▶ What to produce
Please extract every line below that contains the word "pixel", copying each one in full.

### Exercise materials

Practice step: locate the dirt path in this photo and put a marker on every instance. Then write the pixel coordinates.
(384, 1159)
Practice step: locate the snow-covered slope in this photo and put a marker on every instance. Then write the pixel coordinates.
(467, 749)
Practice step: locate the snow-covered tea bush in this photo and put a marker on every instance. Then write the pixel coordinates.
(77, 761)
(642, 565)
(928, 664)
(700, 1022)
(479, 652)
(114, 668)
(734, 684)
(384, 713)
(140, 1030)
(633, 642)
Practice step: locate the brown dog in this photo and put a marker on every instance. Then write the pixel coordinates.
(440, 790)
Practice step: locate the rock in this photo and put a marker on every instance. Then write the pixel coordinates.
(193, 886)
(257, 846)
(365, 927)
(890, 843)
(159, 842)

######
### Exercise materials

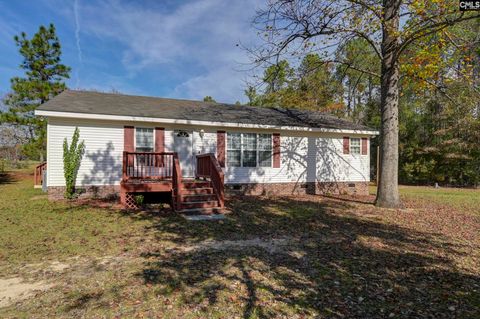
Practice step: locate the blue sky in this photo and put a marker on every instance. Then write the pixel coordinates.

######

▶ Exercise solution
Practice step: locate the dirt path in this photo and put a marker on every instance. Then write the pixel coordinates.
Practice step: locate the snow-covered slope in this photo and put a marker on every instance. Then write the pixel coordinates.
Practice step: locate the snow-covered tea bush in this photo and put a marker on every instance. Then write the pixel coordinates.
Practice step: locate the brown dog in this photo and put a marker on every instance. Then write the pixel coordinates.
Practice step: locate the rock in this photo and put a marker on every instance. Then write the pixel coordinates.
Practice step: locate the blue sky in this photo and put a marker on every instance. Then write the pixel coordinates.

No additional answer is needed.